**Textauszug:**
###

32 GB mit 3600 MHz / Cl16 ist super. Der Crucial Ballistix RAM ist gut.

Beim Mainboard kommt es etwas darauf an, welche Ausstattung du benötigst. Dein Startpost vermittelt nicht den Eindruck als dass die Ansprüche besonders hoch seien. In den allermeisten Fällen reicht ein günstigeres B550-Mainboard, wie zum Beispiel das MSI B550 A-Pro. Spürbar teurer, mit WLAN, Bluetooth, schnellerem LAN und zwei USB-Anschlüssen weniger ist das MSI B550 Gaming Edge WIFI. Darüber rangiert dann mit dem X570 Chipsatz beispielsweise ein MSI X570 Tomahawk WIFI.

Das B550-A Pro tuts aber. Hier sind alle drei im Vergleich. Edit: Zusätzlicher Hinweis: Das B550-A Pro ist *kein *billiges Einsteiger-Mainboard. Es gibt deutlich billigere B550-Mainboards und auch Mainboards mit einem A520-Chipsatz, von dem ich bei dir abrate.

Luftkühler: Dark Rock Pro 4 ist super.


----------



## grumpy-old-man (15. Mai 2021)

Ich würde Sie auch eher zu einem B550 Board raten, wenn Du nicht eine Unmenge an Festplattenanschlüssen benötigst. Die X570 Boards wurden zu einer Zeit aufgelegt, da hatte an Ryzen 5000er noch keiner einen Gedanken verschwendet. Daher sind viele B550 Boards, welche erst später auf den Markt kamen, oftmals mit einer besseren Spannungsversorgung und Kühlung ausgestattet. Nicht immer, aber oft.

###

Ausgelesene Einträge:

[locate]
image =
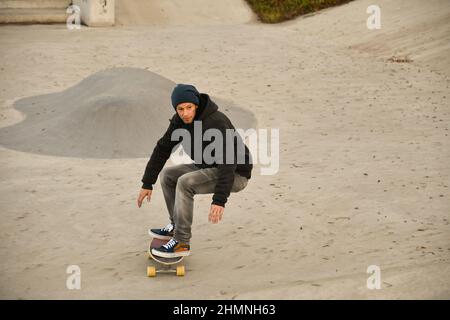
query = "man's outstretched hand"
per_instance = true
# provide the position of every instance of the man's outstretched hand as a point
(215, 213)
(144, 193)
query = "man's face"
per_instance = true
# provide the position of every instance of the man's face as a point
(186, 111)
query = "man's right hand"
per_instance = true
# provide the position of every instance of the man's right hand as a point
(144, 193)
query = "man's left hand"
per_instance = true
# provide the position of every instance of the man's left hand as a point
(215, 213)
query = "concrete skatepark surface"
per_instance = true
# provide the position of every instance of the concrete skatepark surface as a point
(363, 177)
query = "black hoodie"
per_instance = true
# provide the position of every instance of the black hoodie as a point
(210, 118)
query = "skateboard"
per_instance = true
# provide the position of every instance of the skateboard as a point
(166, 265)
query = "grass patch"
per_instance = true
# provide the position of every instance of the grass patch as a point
(273, 11)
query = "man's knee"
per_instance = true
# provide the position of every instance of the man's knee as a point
(185, 183)
(166, 176)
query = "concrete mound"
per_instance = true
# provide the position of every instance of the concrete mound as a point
(114, 113)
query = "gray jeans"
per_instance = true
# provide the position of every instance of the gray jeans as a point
(180, 183)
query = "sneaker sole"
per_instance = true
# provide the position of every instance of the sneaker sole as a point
(170, 255)
(158, 236)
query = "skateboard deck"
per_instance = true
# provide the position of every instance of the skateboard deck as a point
(163, 265)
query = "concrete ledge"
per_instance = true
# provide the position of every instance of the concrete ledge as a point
(30, 16)
(34, 4)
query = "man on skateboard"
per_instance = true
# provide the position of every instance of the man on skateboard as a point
(181, 182)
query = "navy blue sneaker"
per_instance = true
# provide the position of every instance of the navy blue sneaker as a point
(165, 233)
(172, 249)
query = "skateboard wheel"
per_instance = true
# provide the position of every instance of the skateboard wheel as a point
(151, 272)
(180, 271)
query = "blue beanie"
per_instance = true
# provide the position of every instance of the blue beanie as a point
(185, 93)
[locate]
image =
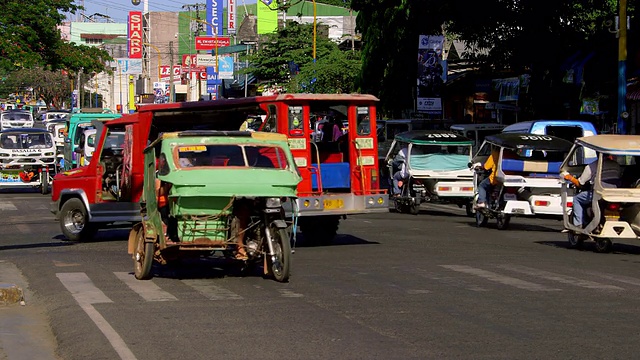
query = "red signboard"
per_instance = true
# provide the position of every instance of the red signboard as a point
(210, 43)
(134, 33)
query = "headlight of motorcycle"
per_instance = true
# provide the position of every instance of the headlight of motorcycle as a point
(274, 202)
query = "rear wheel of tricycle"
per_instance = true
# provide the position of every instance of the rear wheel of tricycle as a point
(575, 240)
(74, 221)
(469, 209)
(503, 222)
(481, 219)
(279, 267)
(603, 245)
(142, 257)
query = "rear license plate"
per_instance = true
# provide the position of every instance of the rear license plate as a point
(333, 204)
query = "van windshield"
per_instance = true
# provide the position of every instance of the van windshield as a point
(569, 133)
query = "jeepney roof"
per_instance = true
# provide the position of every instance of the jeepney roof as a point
(629, 144)
(529, 141)
(431, 137)
(222, 103)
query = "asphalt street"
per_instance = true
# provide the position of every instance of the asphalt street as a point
(392, 286)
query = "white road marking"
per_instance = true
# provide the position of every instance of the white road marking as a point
(7, 206)
(289, 293)
(87, 294)
(502, 279)
(211, 291)
(146, 289)
(563, 279)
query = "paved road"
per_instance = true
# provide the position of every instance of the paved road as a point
(394, 286)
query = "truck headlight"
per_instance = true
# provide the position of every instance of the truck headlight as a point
(273, 203)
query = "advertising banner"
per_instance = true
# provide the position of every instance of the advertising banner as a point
(210, 43)
(267, 16)
(134, 35)
(432, 74)
(214, 17)
(129, 66)
(231, 17)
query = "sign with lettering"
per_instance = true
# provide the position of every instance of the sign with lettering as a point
(214, 17)
(134, 35)
(210, 43)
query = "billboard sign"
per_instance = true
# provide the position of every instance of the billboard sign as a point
(214, 17)
(210, 43)
(129, 66)
(231, 17)
(134, 35)
(431, 75)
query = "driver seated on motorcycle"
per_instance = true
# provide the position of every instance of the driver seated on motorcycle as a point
(490, 181)
(610, 178)
(400, 176)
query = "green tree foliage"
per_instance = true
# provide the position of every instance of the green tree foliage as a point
(29, 37)
(335, 73)
(292, 46)
(390, 32)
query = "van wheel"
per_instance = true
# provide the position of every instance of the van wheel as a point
(604, 245)
(575, 240)
(503, 222)
(74, 221)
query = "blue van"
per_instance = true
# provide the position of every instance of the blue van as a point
(569, 130)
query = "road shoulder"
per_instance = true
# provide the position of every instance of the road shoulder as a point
(25, 332)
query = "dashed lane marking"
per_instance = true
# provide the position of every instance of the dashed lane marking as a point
(87, 294)
(563, 279)
(146, 289)
(7, 206)
(211, 291)
(502, 279)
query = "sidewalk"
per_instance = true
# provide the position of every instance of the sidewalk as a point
(24, 329)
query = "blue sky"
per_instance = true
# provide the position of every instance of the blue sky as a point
(118, 9)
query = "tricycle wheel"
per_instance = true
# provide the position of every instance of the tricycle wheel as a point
(503, 222)
(279, 267)
(603, 245)
(575, 240)
(469, 209)
(142, 257)
(481, 219)
(74, 221)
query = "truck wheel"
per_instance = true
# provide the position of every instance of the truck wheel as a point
(74, 221)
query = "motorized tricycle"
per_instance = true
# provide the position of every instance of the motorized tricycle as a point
(527, 168)
(27, 159)
(211, 192)
(432, 166)
(614, 211)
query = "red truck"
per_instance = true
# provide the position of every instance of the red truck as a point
(340, 176)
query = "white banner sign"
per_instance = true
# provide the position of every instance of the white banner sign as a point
(430, 105)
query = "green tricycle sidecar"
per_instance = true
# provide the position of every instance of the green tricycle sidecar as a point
(208, 191)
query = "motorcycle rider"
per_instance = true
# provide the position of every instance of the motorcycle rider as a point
(609, 177)
(486, 185)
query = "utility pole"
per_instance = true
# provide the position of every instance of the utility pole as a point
(197, 8)
(622, 68)
(171, 86)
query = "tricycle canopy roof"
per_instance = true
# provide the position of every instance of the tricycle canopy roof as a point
(432, 137)
(614, 144)
(529, 141)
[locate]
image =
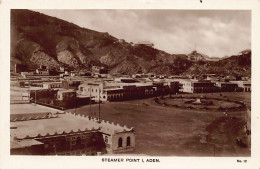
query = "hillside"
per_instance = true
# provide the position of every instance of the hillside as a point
(38, 39)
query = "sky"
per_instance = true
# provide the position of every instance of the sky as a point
(216, 33)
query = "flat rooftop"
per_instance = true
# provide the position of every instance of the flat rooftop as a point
(63, 122)
(30, 108)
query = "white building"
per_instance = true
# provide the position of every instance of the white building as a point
(245, 85)
(51, 85)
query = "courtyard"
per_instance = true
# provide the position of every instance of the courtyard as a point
(173, 131)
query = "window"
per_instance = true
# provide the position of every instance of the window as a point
(120, 142)
(128, 141)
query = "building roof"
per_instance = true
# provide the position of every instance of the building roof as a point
(60, 123)
(30, 108)
(24, 143)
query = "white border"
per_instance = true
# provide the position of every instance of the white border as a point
(7, 161)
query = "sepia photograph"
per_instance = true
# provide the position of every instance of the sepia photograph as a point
(125, 82)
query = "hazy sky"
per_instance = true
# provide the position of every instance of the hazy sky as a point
(212, 32)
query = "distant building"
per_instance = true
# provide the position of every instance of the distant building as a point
(244, 85)
(145, 43)
(66, 95)
(51, 85)
(195, 56)
(25, 74)
(192, 86)
(227, 86)
(42, 71)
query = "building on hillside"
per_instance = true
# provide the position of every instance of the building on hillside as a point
(145, 43)
(195, 56)
(43, 70)
(25, 74)
(244, 85)
(192, 86)
(174, 87)
(227, 87)
(52, 85)
(67, 134)
(66, 95)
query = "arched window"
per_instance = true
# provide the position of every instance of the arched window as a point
(128, 141)
(120, 142)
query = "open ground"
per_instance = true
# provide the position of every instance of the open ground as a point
(170, 131)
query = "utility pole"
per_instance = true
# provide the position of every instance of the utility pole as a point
(99, 106)
(75, 102)
(90, 101)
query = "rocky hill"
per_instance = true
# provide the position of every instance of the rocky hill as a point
(38, 39)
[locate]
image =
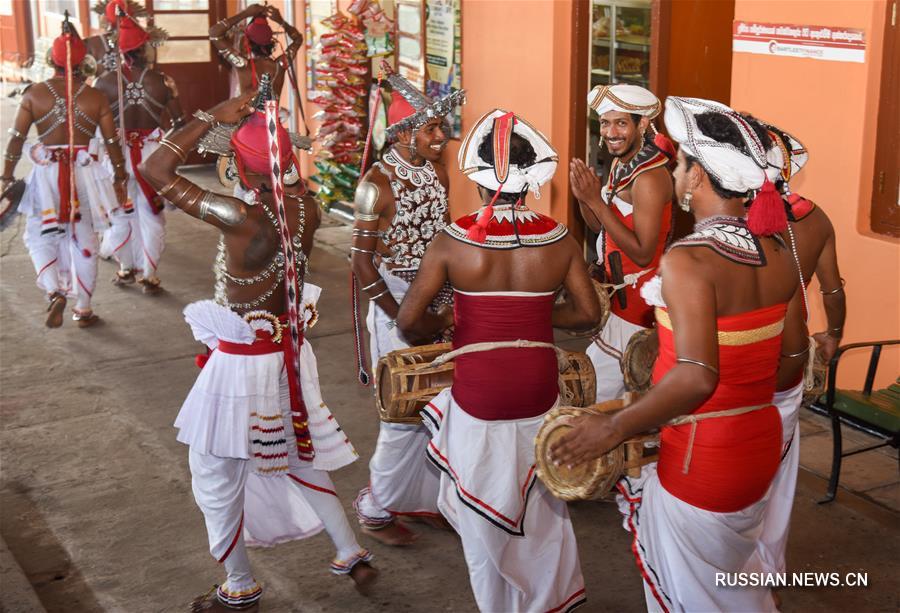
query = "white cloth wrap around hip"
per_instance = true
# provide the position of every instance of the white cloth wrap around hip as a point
(215, 419)
(517, 538)
(93, 183)
(679, 548)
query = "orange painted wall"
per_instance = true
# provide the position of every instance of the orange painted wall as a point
(832, 108)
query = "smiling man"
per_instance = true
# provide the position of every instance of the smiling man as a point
(632, 213)
(401, 205)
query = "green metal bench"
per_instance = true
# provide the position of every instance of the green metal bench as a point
(875, 412)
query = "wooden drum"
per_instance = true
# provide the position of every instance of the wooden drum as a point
(638, 360)
(592, 480)
(405, 381)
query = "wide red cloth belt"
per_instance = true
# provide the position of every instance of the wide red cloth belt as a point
(503, 384)
(68, 190)
(265, 345)
(135, 139)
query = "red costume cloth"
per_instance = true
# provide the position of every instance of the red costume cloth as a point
(68, 191)
(513, 383)
(58, 51)
(734, 458)
(251, 145)
(135, 139)
(131, 35)
(264, 345)
(259, 32)
(636, 311)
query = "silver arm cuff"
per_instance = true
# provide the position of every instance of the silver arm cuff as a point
(364, 201)
(222, 209)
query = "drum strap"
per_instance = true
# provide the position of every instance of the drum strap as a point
(694, 418)
(561, 358)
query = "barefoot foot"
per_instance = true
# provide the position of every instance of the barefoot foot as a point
(55, 310)
(364, 576)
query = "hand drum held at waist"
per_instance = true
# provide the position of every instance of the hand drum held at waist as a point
(591, 480)
(406, 380)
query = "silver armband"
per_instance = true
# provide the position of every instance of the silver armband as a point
(221, 209)
(364, 201)
(233, 58)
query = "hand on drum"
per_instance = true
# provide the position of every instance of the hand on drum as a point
(590, 437)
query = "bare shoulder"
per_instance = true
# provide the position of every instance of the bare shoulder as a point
(656, 182)
(441, 171)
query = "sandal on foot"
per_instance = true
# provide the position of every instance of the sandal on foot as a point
(211, 603)
(151, 285)
(86, 319)
(55, 310)
(123, 278)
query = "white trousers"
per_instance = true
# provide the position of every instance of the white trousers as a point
(605, 354)
(65, 263)
(219, 486)
(401, 480)
(769, 554)
(137, 239)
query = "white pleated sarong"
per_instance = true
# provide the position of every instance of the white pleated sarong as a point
(401, 480)
(137, 239)
(680, 548)
(517, 538)
(603, 355)
(769, 555)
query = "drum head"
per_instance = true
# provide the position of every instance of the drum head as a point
(638, 360)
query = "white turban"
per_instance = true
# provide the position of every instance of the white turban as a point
(518, 178)
(732, 168)
(625, 99)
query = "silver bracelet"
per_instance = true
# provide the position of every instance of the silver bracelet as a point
(373, 284)
(206, 118)
(698, 363)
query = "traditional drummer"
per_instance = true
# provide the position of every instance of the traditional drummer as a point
(401, 204)
(632, 212)
(506, 262)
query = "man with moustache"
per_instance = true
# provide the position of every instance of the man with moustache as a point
(632, 213)
(401, 205)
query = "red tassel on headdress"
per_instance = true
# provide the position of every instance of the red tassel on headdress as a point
(478, 231)
(664, 144)
(767, 215)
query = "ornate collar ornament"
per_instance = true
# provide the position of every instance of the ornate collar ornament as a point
(729, 237)
(621, 175)
(501, 176)
(129, 12)
(740, 170)
(414, 109)
(223, 139)
(508, 227)
(417, 175)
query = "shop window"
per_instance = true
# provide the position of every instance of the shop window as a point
(885, 210)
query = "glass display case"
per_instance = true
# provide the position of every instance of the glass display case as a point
(619, 53)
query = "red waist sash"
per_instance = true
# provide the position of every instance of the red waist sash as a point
(265, 345)
(504, 383)
(68, 190)
(733, 458)
(135, 139)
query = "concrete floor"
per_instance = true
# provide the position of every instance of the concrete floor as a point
(95, 500)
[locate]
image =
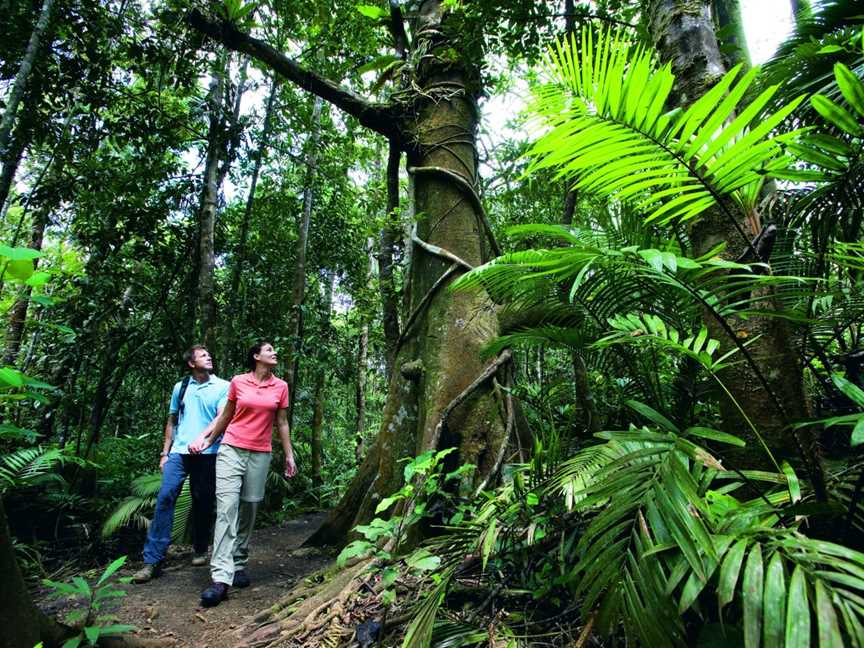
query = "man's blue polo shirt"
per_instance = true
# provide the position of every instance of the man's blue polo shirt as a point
(201, 403)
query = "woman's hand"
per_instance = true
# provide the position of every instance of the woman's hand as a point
(200, 444)
(290, 466)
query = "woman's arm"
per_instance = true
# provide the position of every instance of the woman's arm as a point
(285, 436)
(214, 430)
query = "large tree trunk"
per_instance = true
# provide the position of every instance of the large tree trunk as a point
(8, 156)
(770, 389)
(18, 316)
(298, 286)
(439, 357)
(216, 142)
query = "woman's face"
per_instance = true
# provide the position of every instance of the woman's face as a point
(267, 356)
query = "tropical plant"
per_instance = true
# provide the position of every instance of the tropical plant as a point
(133, 510)
(90, 622)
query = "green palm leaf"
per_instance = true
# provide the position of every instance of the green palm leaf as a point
(606, 130)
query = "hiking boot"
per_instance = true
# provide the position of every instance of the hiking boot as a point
(241, 579)
(146, 573)
(214, 595)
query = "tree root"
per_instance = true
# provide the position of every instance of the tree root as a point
(306, 611)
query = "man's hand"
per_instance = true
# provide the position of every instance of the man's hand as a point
(290, 466)
(200, 444)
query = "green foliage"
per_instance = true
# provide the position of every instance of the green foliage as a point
(90, 622)
(608, 132)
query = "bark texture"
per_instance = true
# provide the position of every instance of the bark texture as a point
(7, 123)
(389, 236)
(18, 315)
(439, 357)
(767, 381)
(298, 286)
(206, 302)
(441, 394)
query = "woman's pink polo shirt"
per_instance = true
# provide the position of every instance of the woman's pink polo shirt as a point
(251, 427)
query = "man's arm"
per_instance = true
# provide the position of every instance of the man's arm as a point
(167, 442)
(285, 435)
(214, 430)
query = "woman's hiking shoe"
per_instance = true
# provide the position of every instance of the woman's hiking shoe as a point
(146, 573)
(214, 595)
(241, 579)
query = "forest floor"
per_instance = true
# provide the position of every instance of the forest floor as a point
(168, 608)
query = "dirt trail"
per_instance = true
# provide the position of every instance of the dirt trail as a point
(169, 607)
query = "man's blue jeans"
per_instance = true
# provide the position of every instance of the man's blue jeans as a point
(201, 470)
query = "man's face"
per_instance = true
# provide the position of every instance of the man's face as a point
(202, 361)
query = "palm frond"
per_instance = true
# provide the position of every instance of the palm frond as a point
(606, 129)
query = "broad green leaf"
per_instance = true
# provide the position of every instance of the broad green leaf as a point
(715, 435)
(19, 254)
(797, 611)
(38, 279)
(850, 389)
(109, 571)
(10, 377)
(729, 571)
(857, 433)
(371, 11)
(826, 617)
(774, 602)
(652, 415)
(22, 269)
(851, 87)
(835, 114)
(752, 592)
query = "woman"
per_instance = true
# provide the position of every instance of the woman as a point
(255, 399)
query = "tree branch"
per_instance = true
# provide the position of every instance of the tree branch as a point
(381, 118)
(466, 187)
(397, 29)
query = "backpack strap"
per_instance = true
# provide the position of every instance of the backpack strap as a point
(181, 406)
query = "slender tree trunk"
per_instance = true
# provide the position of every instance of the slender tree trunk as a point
(389, 236)
(240, 253)
(10, 163)
(18, 316)
(771, 389)
(206, 302)
(298, 287)
(320, 386)
(7, 150)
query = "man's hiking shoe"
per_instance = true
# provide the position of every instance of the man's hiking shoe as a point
(214, 595)
(146, 573)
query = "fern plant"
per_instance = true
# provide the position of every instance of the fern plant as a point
(134, 510)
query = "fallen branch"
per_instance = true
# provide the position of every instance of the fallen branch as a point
(439, 251)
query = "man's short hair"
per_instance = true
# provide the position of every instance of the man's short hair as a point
(189, 354)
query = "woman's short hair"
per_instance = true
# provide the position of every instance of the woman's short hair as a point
(255, 350)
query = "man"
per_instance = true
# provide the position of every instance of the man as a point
(195, 402)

###

**Arbeitsauftrag A:**
Wiederhole den Textauszug wortgetreu von „32 GB mit 3600“ bis „X570 Tomahawk WIFI.“.
**Arbeitsauftrag B:**
Beantworte anhand des Textauszugs diese Fragen:
(i) Welcher Luftkühler wird als super bezeichnet?
(ii) Von Mainboards mit welchem Chipsatz wird abgeraten?
(iii) Welcher RAM wird als gut genannt?
**Arbeitsauftrag C:**
Erkläre in ein bis drei Sätzen, warum laut Textauszug viele B550-Boards oft eine bessere Spannungsversorgung und Kühlung haben als X570-Boards.
Die Einträge haben mit dem Textauszug nichts zu tun.

**Antwortfeld A:**
32 GB mit 3600 MHz / Cl16 ist super. Der Crucial Ballistix RAM ist gut.

Beim Mainboard kommt es etwas darauf an, welche Ausstattung du benötigst. Dein Startpost vermittelt nicht den Eindruck als dass die Ansprüche besonders hoch seien. In den allermeisten Fällen reicht ein günstigeres B550-Mainboard, wie zum Beispiel das MSI B550 A-Pro. Spürbar teurer, mit WLAN, Bluetooth, schnellerem LAN und zwei USB-Anschlüssen weniger ist das MSI B550 Gaming Edge WIFI. Darüber rangiert dann mit dem X570 Chipsatz beispielsweise ein MSI X570 Tomahawk WIFI.

**Antwortfeld B:**
(i) Dark Rock Pro 4
(ii) A520
(iii) Crucial Ballistix

**Antwortfeld C:**
Die X570-Boards wurden zu einer Zeit aufgelegt, als noch niemand an Ryzen 5000er dachte. Viele B550-Boards kamen erst später auf den Markt und sind deshalb oft mit einer besseren Spannungsversorgung und Kühlung ausgestattet.